> _What the task asks_: An exact restatement of the records below is expected.

> _Data supplied_:
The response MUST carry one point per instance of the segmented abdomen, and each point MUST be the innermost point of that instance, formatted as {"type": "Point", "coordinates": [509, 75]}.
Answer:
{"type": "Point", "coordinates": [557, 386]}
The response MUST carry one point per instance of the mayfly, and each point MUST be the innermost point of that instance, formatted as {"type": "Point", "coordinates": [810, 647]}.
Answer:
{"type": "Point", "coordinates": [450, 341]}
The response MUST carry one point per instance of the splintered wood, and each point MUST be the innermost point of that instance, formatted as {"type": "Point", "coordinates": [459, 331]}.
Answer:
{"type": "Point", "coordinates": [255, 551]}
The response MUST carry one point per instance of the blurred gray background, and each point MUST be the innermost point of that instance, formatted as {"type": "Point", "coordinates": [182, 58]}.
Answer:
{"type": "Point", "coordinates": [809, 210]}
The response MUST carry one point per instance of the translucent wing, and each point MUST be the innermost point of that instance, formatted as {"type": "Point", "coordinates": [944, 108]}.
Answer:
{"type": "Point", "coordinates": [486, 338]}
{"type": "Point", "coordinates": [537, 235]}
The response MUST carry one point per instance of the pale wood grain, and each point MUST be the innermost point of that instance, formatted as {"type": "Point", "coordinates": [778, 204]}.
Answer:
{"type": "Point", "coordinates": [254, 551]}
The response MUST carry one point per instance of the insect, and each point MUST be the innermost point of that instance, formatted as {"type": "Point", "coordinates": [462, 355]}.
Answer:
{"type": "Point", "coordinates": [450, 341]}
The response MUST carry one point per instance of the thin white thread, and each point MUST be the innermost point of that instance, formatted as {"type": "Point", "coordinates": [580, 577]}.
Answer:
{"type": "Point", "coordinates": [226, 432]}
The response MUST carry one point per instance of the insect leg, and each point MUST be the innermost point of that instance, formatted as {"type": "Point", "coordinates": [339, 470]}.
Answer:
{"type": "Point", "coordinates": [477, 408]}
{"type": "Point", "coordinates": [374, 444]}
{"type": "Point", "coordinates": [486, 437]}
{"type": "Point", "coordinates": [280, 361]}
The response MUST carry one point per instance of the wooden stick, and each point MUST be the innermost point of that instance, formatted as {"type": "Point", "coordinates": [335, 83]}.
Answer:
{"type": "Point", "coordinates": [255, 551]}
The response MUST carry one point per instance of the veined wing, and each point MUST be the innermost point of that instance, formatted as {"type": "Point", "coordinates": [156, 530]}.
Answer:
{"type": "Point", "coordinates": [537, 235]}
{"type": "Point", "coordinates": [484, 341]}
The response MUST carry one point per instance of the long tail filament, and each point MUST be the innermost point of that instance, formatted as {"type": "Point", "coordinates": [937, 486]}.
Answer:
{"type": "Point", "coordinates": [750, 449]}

> _Your response_:
The response MUST carry one point per instance of the segmented abdomen, and each point MUST be the innermost point of that instance, formatted as {"type": "Point", "coordinates": [509, 75]}.
Answer:
{"type": "Point", "coordinates": [557, 386]}
The response MUST carry one point per instance of the mayfly, and each point MUST be the innermost point of that instance, formatted as {"type": "Point", "coordinates": [810, 647]}.
Answer:
{"type": "Point", "coordinates": [450, 341]}
The response MUST carry one point per instance of the splintered wood, and each point MUST be the innermost point of that instance, formatted as {"type": "Point", "coordinates": [459, 331]}.
Answer:
{"type": "Point", "coordinates": [255, 551]}
The response MUST carry one point per instance of the blurred gray background, and each point MUST be the innermost point of that instance, formatted as {"type": "Point", "coordinates": [182, 58]}.
Answer:
{"type": "Point", "coordinates": [809, 210]}
The response MUST carry one point per instance of the translucent wing, and each point MUST be the innermost point of that instance, formatted as {"type": "Point", "coordinates": [944, 108]}.
Answer:
{"type": "Point", "coordinates": [486, 338]}
{"type": "Point", "coordinates": [537, 235]}
The response MUST carry one point per instance of the pale wood grain, and each point MUST be the innermost point of that instance, formatted as {"type": "Point", "coordinates": [778, 204]}.
Answer:
{"type": "Point", "coordinates": [254, 551]}
The response MUST carry one point per instance of the insect, and each point MUST be the innermost point of that instance, formatted as {"type": "Point", "coordinates": [462, 355]}.
Answer:
{"type": "Point", "coordinates": [450, 341]}
The response MUST carry one point per instance of the thin white thread, and each point MUST be the innermost point of that instance, formatted as {"type": "Point", "coordinates": [580, 577]}.
Answer:
{"type": "Point", "coordinates": [226, 432]}
The response MUST carry one point per instance of the insect leg, and each point MUST be the innermost point of that instance, formatted as {"type": "Point", "coordinates": [339, 470]}.
Answer:
{"type": "Point", "coordinates": [477, 408]}
{"type": "Point", "coordinates": [374, 444]}
{"type": "Point", "coordinates": [486, 437]}
{"type": "Point", "coordinates": [280, 361]}
The response MUST carry one point per instance of the wooden stick, and each point MUST be the innermost point of that instance, formatted as {"type": "Point", "coordinates": [335, 83]}.
Answer:
{"type": "Point", "coordinates": [255, 551]}
The response MUST carry one point per instance of the veined wing, and each point MUST be the innermost point of that instance, formatted as {"type": "Point", "coordinates": [156, 530]}.
Answer:
{"type": "Point", "coordinates": [537, 235]}
{"type": "Point", "coordinates": [484, 341]}
The response MUST carry one point per instance of the long tail filament, and each point MUST be the innermost point of that instance, formatted as {"type": "Point", "coordinates": [937, 486]}.
Answer:
{"type": "Point", "coordinates": [750, 449]}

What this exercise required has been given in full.